▶ [AVAILABLE DATA]:

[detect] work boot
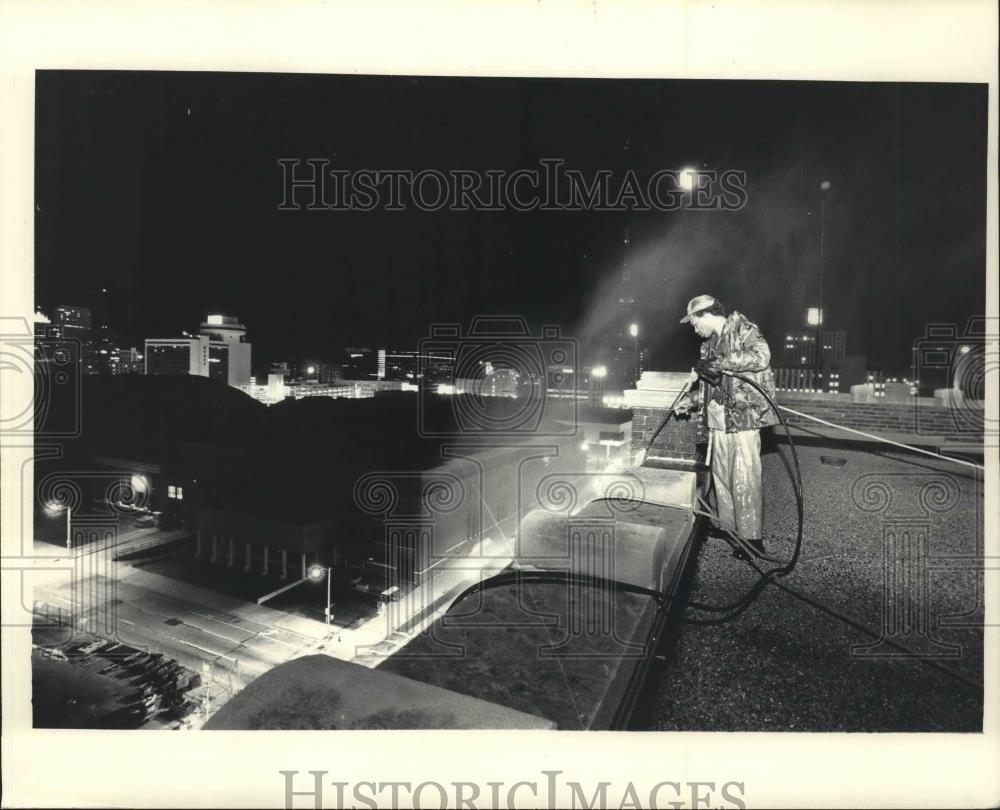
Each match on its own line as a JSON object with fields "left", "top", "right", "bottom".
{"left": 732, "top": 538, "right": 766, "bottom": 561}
---
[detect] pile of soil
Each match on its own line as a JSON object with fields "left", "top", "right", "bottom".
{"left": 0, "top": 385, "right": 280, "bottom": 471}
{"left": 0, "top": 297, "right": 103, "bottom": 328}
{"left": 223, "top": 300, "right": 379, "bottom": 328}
--
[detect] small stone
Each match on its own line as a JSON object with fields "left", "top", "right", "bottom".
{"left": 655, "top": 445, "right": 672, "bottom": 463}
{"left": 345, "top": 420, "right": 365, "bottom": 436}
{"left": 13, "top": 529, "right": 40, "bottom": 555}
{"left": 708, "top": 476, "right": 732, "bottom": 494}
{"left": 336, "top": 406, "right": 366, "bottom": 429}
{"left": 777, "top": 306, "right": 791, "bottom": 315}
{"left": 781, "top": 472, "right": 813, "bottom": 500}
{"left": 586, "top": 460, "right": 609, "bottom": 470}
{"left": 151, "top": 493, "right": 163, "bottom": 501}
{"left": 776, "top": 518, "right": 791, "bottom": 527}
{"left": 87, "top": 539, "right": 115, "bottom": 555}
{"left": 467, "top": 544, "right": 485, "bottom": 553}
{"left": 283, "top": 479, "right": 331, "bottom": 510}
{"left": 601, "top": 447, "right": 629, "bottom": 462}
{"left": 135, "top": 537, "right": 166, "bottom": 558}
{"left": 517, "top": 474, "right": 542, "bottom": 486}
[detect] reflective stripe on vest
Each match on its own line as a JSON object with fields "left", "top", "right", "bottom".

▶ [BRIEF]:
Look through the material above and pick out each line holding the word "detect".

▶ [ANSWER BOX]:
[detect] work boot
[detect] pile of soil
[detect] small stone
[detect] reflective stripe on vest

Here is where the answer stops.